Referring expression pointing data:
************

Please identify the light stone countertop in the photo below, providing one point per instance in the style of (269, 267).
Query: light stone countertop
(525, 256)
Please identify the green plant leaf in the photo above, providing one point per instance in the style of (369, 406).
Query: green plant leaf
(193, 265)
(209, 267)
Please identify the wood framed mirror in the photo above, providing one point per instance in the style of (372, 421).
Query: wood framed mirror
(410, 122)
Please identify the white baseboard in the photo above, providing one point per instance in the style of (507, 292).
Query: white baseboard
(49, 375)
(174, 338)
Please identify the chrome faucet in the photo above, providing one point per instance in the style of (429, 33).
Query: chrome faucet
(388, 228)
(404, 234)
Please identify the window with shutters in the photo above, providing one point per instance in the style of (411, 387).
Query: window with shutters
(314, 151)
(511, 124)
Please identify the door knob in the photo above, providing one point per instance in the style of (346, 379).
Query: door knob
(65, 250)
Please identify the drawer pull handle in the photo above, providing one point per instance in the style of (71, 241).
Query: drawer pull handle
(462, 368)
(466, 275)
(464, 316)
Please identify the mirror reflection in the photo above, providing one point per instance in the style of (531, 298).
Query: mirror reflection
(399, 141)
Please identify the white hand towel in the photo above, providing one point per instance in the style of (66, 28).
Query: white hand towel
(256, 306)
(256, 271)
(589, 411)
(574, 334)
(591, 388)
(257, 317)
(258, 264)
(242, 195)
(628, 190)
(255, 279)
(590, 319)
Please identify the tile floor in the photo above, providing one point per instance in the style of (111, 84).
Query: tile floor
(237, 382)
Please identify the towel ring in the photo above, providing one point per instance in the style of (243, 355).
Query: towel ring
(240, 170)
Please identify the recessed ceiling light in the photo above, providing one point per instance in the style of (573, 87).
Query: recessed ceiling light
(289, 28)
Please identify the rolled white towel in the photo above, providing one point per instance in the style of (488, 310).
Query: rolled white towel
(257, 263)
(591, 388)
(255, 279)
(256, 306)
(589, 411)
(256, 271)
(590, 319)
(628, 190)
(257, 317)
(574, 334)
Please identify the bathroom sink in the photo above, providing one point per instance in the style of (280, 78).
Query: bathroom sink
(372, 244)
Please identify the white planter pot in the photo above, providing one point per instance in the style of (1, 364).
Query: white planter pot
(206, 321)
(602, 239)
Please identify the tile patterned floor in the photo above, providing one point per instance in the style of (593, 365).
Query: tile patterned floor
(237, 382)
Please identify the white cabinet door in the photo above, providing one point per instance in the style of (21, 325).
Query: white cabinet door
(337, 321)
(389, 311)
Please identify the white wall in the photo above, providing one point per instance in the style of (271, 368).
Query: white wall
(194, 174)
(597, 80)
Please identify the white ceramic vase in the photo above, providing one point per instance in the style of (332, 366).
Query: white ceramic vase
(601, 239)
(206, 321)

************

**INSTRUCTIONS FOR THE TASK:** Each line above must be output exactly as it stands.

**EXERCISE RESPONSE:**
Please identify the light stone countertop in the photo below, providing one point per instance in the style of (269, 267).
Query: light stone countertop
(525, 256)
Please identify the green plant leaf in the photo above, providing one point per instance in the style of (369, 406).
Query: green plant leaf
(193, 265)
(209, 267)
Please identify the wood framed mirror in the photo above, providing one point per instance in the style of (372, 421).
Query: wood framed mirror
(410, 122)
Please identify the white baseboard in the photo above, providing one point per instance in the style of (507, 292).
Query: white baseboard
(49, 375)
(174, 338)
Please identify the chrome faucet in the photo above, providing one point per instance in the style of (429, 33).
Query: chrome faucet
(388, 228)
(404, 234)
Please identify the window with shutters in the photo above, providing one point per instance in the style of (411, 387).
Query: window with shutters
(314, 151)
(511, 124)
Please identify the door knob in the photo above, providing one point per instance in the style of (346, 379).
Query: door knob
(65, 250)
Please identify the drawer pull handle in the photo above, providing one point per instance in the style of (71, 241).
Query: drawer pull handle
(462, 368)
(466, 275)
(464, 316)
Please identify the mirror reflection in the photo above, providing one point per instance in the style of (531, 298).
Query: mirror reflection
(399, 141)
Please identify the white hand towel in the photo above, providing one point per instance in the style of (66, 28).
Query: white hand towel
(256, 306)
(256, 271)
(589, 411)
(574, 334)
(591, 388)
(257, 317)
(258, 264)
(242, 195)
(628, 190)
(255, 279)
(590, 319)
Please identify the tile floor in the photo above, providing one point per instance in the style of (111, 84).
Query: tile floor
(237, 382)
Please identify the towel ring in the photo above, providing one point per instance in the style of (243, 355).
Query: towel ring
(240, 170)
Please identify the recessed ceiling light in the photo above, providing one point per instance in the style of (573, 87).
Query: recessed ceiling light
(289, 28)
Please identify the rolled white towel in the photo above, providing one point per instance in the style of (488, 310).
Query: rolled white towel
(257, 263)
(591, 388)
(255, 279)
(256, 306)
(589, 411)
(256, 271)
(590, 319)
(628, 190)
(257, 317)
(574, 334)
Please identify the bathroom sink in the photo above, providing one point per instance in the style of (280, 78).
Query: bathroom sink
(372, 244)
Please identify the white planter pot in the photo above, providing one point per instance in the style of (1, 364).
Query: white planter pot
(206, 321)
(602, 239)
Please identify the tile patterned floor in the photo above, providing one point per instance in the style of (593, 365).
Query: tile patterned floor
(237, 382)
Please identify the white cabinet door in the photo above, providing one point per instance in the style of (21, 325).
Query: white cabinet door
(337, 321)
(389, 311)
Please identify the white wall in the photo above, providing one point per instance in the style of (271, 368).
Query: white wall
(194, 174)
(597, 80)
Please identify the white ceramic vase in the photo above, providing one point per instance in the style of (332, 366).
Query: white ceramic vase
(601, 239)
(206, 321)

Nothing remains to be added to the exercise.